[[ PAGE EXTRACT, beginning ]]

Moreover, despite the efficiency of the thorium cycle, the end-of-life management of these materials, including safe storage or reprocessing, is a significant challenge. This aspect is not negated by the efficient use of fuel within the reactor's operational cycle.

It's also crucial to consider the current stage of thorium reactor technology. While theoretical models and research provide valuable insights, the practical application and real-world data from operational thorium reactors are essential for a complete understanding of the waste management challenges, particularly for long-lived isotopes like uranium-233.

While the internal workings of thorium reactors involving protactinium-233 and uranium-233 are innovative, they do not completely solve the issue of radioactive waste production and longevity. The claim of waste decaying within 300 years remains an oversimplification of the complex realities of nuclear waste management in the context of thorium reactors.

[[ PAGE EXTRACT, end ]]
[[ SOURCE DATA, beginning ]]

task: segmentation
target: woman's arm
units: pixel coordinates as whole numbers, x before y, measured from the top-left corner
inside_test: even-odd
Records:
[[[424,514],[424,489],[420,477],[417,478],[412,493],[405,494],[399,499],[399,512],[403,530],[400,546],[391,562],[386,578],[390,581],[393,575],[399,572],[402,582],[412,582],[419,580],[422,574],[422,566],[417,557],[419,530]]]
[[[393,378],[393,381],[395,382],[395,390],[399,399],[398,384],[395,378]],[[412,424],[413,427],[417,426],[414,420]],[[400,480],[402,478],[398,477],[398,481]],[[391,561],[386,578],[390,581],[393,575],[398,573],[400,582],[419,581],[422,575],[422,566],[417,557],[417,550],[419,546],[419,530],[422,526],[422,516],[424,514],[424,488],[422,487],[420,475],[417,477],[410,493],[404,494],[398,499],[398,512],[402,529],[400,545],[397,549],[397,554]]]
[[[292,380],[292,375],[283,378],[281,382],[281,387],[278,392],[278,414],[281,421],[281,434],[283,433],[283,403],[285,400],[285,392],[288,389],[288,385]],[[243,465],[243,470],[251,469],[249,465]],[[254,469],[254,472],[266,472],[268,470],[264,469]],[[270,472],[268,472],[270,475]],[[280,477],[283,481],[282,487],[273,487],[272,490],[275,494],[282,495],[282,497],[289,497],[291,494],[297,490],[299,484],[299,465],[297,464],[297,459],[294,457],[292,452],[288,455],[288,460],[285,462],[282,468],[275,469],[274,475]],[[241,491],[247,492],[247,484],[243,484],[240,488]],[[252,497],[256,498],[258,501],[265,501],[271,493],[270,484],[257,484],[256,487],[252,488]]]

[[ SOURCE DATA, end ]]

EXERCISE DIRECTIONS:
Please answer these questions about the thorium reactor waste text:
(a) What two end-of-life options for the materials does the text mention?
(b) Which long-lived isotope does it name?
(c) Which claim does it call an oversimplification?

SOLUTION TO THIS PROBLEM:
(a) Safe storage or reprocessing.
(b) Uranium-233.
(c) The claim that the waste decays within 300 years.